======== Provided text

Tomatoes are another great hydrating option. “One cup of cherry tomatoes is about 30 calories and is high in potassium but low in carbohydrates,” Tracy explains.
They pack a nutrient punch as well and include lycopene. “Lycopene not only provides the rich red color in tomatoes but also acts as a powerful antioxidant to protect your cells,” she says. Lycopene is best absorbed when the tomatoes are cooked, so having tomatoes in a variety of ways is the best way to get the most nutrients.
Tomatoes clock in at about 95 percent water and one medium red tomato contains only about 5 g of carbs while packing 1.5 g of fiber. Tomatoes also contain high levels of vitamin A, which helps your body maintain healthy eyes, teeth, bones, skin, and more.

================
======== Information supplied

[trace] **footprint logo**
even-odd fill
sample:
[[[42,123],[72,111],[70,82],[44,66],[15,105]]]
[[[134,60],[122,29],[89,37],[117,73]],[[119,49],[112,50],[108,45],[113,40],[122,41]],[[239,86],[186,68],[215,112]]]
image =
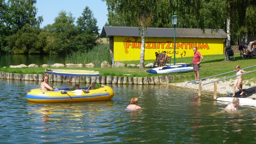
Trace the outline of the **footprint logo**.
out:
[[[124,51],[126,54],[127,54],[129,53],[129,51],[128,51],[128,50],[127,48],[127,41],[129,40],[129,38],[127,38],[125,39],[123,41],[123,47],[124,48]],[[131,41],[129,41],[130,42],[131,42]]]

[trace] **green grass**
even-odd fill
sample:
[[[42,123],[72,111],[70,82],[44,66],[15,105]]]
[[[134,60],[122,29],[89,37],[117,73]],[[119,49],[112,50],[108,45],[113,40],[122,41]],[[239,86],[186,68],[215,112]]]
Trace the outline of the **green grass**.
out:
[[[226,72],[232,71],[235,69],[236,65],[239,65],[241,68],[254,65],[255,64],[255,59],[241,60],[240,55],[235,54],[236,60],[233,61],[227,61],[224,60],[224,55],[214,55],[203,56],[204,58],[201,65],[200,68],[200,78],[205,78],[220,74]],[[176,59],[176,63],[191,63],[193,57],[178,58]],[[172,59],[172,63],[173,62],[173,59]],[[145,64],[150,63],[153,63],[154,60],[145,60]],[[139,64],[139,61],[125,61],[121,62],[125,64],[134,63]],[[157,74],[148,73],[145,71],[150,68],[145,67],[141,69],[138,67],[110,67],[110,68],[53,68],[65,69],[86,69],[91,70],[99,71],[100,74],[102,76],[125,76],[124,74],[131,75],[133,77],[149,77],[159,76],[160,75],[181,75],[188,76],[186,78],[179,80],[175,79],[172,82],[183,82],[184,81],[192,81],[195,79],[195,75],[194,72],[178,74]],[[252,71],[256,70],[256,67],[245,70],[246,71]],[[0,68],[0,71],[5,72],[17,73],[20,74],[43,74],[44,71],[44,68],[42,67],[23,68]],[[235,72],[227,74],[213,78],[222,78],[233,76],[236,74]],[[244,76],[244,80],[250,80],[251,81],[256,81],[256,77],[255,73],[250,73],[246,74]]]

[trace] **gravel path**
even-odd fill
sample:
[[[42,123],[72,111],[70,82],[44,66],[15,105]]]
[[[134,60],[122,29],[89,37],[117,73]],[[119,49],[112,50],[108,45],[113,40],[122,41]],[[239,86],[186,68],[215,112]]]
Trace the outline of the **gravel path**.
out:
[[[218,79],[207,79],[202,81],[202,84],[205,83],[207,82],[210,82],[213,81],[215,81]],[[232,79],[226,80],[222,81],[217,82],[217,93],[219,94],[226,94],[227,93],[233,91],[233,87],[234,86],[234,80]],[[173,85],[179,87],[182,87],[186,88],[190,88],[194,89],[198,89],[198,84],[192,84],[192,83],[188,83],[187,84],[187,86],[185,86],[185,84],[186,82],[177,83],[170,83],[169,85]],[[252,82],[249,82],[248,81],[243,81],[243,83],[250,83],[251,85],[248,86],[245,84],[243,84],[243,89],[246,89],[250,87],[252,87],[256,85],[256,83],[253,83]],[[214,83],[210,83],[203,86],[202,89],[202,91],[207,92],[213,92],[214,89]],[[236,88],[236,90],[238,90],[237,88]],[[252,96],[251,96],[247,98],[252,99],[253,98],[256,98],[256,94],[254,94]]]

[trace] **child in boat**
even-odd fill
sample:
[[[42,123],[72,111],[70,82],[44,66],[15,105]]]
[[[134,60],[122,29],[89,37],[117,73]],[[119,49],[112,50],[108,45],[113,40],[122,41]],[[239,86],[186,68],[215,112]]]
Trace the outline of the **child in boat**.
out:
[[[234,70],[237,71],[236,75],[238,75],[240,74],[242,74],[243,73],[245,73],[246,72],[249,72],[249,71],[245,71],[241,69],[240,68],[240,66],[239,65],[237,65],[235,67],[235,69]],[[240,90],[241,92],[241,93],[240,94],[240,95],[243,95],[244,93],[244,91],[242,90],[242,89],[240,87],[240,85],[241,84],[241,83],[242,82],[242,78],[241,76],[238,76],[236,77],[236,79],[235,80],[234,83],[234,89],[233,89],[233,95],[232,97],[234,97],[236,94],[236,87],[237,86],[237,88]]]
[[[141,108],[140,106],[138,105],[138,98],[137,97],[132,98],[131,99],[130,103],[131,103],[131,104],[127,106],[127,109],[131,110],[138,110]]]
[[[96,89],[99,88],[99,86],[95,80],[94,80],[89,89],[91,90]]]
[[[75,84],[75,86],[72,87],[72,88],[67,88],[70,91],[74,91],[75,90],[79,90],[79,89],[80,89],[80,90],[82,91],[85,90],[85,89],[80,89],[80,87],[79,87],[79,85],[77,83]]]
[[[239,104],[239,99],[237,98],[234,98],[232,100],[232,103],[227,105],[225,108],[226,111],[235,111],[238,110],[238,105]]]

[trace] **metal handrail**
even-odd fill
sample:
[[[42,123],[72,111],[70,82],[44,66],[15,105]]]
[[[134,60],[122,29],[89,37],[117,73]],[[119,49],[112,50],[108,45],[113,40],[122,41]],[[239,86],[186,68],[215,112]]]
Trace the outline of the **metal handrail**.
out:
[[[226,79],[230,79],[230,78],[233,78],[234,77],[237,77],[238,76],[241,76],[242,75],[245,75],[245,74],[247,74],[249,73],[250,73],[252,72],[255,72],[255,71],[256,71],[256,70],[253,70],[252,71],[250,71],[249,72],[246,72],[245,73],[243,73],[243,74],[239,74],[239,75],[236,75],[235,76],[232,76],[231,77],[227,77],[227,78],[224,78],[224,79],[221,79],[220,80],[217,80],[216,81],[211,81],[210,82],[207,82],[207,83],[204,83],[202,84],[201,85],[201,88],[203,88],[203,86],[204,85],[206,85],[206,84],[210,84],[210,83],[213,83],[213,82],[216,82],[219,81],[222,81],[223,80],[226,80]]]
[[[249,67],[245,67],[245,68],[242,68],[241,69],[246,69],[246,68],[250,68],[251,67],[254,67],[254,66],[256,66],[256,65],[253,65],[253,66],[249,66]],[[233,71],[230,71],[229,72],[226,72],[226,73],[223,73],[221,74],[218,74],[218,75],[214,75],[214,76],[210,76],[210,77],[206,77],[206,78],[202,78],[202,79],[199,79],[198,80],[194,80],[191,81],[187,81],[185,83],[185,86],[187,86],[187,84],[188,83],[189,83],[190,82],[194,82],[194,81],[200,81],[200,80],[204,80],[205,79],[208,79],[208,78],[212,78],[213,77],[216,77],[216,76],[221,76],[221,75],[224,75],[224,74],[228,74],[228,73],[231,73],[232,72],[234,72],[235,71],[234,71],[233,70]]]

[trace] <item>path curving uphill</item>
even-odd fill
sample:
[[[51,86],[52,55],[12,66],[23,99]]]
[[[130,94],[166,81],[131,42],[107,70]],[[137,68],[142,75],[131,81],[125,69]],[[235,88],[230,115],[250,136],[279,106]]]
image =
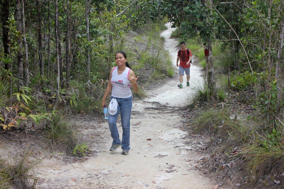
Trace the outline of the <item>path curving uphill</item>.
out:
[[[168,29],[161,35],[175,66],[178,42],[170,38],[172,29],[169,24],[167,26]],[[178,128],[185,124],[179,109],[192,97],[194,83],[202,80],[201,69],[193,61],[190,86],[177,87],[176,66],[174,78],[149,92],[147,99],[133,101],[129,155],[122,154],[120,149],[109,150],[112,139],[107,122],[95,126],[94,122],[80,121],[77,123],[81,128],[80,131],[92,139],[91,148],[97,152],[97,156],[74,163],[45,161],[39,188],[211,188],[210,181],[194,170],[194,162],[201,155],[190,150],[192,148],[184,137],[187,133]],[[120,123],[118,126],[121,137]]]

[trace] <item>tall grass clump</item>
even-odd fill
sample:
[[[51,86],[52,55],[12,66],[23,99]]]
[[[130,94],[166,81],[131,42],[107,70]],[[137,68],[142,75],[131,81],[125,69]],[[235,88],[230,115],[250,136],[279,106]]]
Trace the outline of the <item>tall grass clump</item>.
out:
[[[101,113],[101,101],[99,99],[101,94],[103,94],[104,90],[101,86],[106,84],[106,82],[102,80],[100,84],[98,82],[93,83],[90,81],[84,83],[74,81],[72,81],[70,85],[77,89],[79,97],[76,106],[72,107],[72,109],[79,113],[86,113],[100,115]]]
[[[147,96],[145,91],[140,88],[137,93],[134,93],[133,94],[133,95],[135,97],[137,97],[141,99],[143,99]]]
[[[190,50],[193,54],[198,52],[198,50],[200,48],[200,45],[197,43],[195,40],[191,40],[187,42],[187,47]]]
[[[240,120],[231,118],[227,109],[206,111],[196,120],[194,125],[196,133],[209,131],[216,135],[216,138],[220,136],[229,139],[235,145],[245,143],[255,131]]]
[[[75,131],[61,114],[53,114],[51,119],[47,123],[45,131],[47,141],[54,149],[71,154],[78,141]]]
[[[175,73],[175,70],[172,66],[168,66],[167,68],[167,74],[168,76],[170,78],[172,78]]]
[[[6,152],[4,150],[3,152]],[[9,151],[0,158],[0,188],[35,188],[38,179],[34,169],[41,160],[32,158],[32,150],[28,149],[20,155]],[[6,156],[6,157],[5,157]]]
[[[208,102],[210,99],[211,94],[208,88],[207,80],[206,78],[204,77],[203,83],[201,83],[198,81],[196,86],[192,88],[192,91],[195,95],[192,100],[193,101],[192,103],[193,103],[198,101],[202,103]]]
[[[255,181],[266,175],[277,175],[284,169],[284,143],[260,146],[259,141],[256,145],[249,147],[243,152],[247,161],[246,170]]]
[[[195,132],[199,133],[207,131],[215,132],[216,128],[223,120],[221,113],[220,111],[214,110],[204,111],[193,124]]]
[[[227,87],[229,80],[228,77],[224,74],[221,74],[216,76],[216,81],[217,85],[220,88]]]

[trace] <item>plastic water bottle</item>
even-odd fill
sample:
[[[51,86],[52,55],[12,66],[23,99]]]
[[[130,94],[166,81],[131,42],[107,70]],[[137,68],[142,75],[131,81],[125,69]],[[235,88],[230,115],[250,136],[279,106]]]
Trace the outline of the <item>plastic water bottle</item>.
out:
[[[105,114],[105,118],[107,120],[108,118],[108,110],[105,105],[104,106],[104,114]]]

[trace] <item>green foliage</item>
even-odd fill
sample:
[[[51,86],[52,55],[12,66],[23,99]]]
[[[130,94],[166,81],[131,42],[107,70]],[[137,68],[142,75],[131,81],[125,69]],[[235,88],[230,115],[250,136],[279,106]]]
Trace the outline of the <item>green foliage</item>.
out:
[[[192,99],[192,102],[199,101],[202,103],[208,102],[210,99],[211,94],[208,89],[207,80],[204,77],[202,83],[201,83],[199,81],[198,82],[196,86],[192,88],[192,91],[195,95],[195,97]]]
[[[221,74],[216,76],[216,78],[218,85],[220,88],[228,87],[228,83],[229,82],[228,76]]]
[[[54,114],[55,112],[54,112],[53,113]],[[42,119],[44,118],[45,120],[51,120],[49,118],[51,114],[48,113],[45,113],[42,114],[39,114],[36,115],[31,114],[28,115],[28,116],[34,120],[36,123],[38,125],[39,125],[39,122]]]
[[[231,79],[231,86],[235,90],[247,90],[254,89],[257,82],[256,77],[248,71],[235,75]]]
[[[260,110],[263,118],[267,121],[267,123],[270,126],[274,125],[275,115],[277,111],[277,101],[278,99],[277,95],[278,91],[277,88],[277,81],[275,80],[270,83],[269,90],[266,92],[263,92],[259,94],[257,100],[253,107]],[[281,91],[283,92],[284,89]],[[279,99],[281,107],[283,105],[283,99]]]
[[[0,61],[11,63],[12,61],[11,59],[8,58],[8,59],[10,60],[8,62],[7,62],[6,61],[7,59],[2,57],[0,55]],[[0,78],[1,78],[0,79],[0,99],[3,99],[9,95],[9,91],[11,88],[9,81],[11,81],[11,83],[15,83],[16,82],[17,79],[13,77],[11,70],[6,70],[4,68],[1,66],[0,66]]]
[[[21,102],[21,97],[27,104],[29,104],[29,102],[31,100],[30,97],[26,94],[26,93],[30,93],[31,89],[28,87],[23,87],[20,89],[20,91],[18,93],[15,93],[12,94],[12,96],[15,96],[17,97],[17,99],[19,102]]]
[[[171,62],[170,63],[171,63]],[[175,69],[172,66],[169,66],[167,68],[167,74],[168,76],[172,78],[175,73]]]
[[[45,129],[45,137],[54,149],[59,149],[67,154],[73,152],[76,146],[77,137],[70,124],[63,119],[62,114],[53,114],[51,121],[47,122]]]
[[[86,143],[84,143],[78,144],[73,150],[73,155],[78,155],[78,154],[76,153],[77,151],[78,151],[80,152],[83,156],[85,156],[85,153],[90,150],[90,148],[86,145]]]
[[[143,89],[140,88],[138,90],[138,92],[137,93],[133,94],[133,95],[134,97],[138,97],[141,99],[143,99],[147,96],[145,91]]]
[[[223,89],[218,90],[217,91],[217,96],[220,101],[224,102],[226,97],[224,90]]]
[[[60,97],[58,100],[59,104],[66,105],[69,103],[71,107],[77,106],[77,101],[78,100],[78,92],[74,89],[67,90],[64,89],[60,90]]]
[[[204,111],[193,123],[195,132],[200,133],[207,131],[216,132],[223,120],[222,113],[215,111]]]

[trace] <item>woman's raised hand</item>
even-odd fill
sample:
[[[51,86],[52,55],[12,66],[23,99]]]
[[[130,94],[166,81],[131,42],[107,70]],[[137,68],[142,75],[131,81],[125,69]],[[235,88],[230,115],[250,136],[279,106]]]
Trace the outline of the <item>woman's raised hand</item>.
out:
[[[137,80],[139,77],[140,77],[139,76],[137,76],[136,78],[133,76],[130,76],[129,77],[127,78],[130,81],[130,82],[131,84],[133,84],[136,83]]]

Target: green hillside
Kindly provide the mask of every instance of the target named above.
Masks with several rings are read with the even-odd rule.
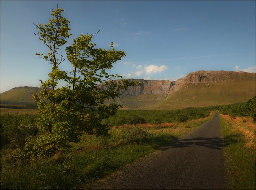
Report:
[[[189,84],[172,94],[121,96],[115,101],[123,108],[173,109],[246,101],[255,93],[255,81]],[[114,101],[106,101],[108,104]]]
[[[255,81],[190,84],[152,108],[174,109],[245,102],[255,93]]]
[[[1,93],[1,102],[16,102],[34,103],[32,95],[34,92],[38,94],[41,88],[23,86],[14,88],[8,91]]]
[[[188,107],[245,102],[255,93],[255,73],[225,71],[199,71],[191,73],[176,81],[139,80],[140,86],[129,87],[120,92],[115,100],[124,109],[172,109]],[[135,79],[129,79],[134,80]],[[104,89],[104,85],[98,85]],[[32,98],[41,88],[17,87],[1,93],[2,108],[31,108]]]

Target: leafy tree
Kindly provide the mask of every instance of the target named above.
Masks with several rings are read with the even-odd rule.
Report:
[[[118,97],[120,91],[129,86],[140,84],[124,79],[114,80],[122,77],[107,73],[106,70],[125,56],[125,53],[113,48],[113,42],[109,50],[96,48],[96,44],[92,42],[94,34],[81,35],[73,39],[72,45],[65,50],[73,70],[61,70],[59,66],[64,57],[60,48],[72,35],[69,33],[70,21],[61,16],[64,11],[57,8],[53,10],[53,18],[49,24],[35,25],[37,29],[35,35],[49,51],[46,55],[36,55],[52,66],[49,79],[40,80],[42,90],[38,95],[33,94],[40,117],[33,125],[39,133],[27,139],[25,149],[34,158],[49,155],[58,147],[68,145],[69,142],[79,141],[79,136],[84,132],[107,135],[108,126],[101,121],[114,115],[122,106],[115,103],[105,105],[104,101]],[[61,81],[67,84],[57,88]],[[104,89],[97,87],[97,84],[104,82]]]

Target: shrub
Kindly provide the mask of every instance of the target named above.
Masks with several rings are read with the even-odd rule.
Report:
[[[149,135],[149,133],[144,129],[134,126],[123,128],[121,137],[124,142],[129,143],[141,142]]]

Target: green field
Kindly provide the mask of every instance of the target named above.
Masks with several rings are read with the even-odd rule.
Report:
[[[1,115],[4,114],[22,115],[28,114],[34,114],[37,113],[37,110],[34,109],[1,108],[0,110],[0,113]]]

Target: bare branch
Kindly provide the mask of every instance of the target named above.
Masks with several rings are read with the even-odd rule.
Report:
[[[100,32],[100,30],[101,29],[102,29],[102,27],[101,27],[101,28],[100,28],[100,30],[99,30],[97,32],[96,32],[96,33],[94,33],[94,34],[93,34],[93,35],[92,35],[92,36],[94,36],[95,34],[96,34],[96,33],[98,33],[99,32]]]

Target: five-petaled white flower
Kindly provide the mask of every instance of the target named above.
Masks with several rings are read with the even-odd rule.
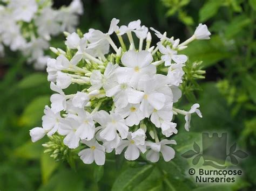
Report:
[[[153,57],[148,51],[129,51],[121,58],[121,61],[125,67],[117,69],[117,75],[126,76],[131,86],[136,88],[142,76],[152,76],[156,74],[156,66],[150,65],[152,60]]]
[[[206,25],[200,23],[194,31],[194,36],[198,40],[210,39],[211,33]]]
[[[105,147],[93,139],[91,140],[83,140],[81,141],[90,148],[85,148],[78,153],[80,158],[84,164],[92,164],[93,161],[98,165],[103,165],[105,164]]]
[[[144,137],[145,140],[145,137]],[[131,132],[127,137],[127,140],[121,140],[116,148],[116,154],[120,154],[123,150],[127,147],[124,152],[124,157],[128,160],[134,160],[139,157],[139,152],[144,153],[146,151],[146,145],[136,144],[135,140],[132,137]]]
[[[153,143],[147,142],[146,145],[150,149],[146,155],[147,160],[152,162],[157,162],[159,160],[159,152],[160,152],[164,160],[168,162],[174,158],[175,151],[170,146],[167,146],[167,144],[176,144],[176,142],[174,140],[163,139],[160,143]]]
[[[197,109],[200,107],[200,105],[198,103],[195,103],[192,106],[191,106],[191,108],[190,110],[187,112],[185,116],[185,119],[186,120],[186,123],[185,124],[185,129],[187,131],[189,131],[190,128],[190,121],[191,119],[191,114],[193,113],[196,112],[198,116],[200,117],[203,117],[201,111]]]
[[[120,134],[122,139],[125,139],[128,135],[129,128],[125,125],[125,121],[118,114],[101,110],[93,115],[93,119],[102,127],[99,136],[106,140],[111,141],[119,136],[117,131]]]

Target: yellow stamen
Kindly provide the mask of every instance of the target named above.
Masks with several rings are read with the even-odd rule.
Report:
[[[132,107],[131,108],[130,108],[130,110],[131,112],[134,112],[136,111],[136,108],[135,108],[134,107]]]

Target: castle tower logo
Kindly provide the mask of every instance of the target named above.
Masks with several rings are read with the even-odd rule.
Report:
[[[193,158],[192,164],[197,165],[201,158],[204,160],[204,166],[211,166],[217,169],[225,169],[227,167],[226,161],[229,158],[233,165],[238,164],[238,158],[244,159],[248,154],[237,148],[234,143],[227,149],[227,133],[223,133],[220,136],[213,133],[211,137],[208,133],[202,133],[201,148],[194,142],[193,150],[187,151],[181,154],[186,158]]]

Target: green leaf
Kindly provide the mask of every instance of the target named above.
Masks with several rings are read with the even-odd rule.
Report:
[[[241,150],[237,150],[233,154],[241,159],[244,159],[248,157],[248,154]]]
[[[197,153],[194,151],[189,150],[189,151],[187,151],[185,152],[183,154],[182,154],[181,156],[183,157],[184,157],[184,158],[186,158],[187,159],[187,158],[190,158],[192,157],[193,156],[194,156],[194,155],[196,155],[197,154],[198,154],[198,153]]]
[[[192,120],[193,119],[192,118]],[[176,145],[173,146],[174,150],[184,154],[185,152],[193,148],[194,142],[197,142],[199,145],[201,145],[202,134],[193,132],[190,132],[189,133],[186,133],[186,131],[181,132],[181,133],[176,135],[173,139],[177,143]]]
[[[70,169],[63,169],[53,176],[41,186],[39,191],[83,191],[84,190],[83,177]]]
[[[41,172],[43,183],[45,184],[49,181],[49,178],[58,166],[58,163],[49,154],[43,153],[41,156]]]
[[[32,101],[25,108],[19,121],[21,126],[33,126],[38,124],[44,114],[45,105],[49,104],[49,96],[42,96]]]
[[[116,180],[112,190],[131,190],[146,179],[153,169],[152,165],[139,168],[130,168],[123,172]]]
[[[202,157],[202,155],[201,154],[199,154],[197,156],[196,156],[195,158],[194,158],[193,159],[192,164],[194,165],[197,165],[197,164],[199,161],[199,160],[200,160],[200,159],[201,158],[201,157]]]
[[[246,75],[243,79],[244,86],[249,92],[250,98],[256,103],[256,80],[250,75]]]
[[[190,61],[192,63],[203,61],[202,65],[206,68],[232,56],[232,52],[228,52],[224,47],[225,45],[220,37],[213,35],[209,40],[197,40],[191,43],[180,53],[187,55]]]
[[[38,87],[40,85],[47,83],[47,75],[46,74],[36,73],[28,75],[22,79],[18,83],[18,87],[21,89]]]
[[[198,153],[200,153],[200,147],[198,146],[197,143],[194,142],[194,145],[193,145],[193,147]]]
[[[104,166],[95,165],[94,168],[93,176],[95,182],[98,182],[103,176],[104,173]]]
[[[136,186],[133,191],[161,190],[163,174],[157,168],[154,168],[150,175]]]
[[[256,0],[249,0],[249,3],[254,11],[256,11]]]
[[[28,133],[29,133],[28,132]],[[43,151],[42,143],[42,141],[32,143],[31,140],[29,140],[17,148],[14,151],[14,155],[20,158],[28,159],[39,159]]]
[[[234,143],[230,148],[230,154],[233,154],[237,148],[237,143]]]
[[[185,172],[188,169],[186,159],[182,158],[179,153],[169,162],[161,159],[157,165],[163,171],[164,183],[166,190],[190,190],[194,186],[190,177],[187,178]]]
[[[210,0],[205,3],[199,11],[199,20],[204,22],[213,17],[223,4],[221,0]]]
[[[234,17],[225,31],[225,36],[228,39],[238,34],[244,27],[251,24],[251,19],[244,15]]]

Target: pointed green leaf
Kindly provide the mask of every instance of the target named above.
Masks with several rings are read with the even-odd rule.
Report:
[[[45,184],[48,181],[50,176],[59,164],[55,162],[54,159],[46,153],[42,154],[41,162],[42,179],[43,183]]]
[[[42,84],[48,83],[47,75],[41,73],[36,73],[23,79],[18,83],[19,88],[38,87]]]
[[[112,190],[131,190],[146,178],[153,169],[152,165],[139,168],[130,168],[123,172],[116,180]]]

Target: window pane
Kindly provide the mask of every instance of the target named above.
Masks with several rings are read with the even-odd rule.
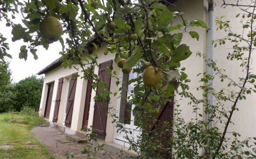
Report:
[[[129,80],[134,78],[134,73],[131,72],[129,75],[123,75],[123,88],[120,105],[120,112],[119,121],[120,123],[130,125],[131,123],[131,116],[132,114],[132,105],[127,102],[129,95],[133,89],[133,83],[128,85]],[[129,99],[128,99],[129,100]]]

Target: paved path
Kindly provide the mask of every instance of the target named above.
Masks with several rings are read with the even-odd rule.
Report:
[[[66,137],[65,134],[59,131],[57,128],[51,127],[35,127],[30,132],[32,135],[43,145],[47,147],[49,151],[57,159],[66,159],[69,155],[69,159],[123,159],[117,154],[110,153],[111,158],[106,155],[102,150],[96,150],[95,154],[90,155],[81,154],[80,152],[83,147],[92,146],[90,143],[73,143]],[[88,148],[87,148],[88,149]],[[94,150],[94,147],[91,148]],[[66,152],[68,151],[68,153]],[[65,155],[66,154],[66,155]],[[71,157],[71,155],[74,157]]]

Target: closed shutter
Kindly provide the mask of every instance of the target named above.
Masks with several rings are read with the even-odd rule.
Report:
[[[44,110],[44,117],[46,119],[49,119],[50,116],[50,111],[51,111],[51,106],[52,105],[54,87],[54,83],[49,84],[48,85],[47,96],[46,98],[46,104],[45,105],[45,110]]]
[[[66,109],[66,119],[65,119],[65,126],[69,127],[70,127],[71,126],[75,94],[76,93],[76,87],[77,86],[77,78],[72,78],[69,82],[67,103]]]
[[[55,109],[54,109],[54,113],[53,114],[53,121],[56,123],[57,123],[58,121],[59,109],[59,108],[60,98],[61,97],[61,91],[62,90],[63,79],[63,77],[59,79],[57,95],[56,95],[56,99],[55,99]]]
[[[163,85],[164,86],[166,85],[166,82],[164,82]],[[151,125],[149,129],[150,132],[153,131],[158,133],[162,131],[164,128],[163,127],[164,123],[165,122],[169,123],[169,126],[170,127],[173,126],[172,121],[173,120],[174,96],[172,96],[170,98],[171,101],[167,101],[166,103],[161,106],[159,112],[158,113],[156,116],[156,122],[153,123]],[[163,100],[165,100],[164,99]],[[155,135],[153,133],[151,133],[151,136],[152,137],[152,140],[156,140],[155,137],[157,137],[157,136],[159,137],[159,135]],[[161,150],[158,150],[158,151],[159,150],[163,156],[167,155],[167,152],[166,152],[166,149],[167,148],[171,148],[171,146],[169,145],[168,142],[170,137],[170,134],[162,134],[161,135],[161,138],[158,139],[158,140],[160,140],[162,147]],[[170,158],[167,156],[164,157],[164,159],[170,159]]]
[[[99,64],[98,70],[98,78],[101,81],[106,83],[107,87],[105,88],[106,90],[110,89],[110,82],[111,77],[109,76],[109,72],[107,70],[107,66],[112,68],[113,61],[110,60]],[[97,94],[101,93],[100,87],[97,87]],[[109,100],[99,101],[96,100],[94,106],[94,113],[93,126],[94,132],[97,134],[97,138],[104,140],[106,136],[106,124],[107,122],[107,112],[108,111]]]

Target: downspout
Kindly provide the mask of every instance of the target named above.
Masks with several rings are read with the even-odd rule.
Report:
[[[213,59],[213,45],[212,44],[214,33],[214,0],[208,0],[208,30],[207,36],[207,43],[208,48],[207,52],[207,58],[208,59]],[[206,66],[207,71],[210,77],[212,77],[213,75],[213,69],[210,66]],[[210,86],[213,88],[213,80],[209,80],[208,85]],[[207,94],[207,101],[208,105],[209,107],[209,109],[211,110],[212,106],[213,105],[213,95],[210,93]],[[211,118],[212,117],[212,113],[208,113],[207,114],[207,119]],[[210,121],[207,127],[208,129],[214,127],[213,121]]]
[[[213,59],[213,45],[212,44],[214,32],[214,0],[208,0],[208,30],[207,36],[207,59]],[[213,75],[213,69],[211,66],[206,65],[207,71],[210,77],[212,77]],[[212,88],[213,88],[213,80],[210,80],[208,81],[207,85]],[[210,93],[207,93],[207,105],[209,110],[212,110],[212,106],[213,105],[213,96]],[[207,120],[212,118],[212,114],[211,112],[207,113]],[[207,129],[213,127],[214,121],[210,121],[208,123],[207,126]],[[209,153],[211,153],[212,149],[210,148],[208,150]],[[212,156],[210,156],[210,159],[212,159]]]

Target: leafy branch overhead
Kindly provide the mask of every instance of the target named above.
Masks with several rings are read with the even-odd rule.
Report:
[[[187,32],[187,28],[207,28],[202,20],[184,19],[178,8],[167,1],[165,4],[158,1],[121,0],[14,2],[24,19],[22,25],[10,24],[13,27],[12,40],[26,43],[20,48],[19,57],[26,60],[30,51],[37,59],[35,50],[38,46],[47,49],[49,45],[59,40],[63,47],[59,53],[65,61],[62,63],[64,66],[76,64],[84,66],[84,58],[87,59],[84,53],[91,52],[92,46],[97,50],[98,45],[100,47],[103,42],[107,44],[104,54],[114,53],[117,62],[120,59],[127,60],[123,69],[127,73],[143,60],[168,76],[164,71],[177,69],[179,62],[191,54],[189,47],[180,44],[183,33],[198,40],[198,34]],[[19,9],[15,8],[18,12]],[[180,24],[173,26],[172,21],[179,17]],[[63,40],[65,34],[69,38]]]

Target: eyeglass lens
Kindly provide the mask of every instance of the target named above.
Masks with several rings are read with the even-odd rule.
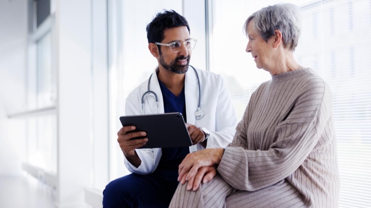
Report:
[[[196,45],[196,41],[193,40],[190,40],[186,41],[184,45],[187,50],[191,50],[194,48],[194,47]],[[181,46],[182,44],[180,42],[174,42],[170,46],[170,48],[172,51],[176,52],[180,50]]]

================

## What to do:
Repeat the whole text on tomatoes word for word. The records have nothing to do with this.

## Solution to this task:
Tomatoes are another great hydrating option. “One cup of cherry tomatoes is about 30 calories and is high in potassium but low in carbohydrates,” Tracy explains.
They pack a nutrient punch as well and include lycopene. “Lycopene not only provides the rich red color in tomatoes but also acts as a powerful antioxidant to protect your cells,” she says. Lycopene is best absorbed when the tomatoes are cooked, so having tomatoes in a variety of ways is the best way to get the most nutrients.
Tomatoes clock in at about 95 percent water and one medium red tomato contains only about 5 g of carbs while packing 1.5 g of fiber. Tomatoes also contain high levels of vitamin A, which helps your body maintain healthy eyes, teeth, bones, skin, and more.